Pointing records
-- Begin --
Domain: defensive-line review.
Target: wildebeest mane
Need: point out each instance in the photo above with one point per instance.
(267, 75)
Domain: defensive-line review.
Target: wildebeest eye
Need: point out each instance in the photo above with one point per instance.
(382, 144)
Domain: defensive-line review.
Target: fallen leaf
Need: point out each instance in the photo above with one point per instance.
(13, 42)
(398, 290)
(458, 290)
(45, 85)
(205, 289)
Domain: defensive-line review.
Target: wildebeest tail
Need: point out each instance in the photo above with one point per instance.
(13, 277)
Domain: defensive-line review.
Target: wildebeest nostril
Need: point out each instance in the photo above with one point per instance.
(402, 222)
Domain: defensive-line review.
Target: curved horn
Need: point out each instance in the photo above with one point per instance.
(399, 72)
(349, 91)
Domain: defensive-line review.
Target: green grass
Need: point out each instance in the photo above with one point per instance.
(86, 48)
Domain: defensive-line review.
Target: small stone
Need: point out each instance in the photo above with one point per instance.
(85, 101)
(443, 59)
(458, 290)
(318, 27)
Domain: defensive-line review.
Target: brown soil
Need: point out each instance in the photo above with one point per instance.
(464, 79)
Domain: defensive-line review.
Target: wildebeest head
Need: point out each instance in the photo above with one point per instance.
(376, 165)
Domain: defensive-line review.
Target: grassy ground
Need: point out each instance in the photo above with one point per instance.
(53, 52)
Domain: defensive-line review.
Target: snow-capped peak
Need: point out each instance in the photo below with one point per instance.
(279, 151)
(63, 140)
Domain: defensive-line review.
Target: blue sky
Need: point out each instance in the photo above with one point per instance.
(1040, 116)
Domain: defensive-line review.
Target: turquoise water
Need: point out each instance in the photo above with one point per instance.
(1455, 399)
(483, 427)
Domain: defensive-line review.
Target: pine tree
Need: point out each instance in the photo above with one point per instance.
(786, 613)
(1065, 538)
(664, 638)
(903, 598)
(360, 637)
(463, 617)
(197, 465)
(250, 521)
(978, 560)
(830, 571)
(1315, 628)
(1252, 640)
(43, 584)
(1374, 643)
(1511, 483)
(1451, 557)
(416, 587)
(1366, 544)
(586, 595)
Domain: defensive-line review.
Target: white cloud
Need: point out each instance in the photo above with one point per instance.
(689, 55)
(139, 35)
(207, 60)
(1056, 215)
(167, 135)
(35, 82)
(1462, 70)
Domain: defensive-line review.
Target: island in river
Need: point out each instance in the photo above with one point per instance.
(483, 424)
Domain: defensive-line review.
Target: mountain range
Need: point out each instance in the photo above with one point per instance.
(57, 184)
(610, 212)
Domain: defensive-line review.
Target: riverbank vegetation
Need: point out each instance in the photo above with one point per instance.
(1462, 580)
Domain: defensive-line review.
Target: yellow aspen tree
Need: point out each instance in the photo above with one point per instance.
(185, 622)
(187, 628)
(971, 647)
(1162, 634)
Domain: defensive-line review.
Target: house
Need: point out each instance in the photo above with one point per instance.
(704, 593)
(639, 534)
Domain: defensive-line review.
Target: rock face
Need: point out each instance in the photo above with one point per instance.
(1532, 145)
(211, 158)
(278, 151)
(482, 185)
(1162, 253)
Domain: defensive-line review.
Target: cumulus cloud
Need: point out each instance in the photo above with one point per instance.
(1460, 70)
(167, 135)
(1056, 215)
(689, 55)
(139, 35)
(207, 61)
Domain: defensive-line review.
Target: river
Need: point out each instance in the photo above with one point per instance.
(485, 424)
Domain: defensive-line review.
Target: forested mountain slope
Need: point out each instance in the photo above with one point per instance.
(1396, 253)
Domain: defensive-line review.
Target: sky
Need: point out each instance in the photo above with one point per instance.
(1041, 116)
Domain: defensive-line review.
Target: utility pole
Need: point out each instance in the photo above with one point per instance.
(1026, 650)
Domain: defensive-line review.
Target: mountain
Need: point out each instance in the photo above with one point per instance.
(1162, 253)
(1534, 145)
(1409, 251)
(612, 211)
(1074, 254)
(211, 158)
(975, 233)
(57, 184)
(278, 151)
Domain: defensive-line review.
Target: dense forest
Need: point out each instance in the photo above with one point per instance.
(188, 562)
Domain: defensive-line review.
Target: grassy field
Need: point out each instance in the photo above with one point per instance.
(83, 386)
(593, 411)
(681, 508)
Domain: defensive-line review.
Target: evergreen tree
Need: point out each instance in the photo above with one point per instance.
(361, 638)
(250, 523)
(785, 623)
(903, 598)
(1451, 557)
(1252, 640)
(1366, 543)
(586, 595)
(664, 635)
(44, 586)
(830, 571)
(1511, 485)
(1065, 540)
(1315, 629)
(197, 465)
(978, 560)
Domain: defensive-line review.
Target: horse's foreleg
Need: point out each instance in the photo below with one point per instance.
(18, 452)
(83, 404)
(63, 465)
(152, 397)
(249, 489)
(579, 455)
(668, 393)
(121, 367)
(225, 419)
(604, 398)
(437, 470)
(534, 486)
-- End --
» **Exercise objective**: Report how many lines in the entries above contain the string "cloud". Give only the number.

» **Response to this exercise**: 2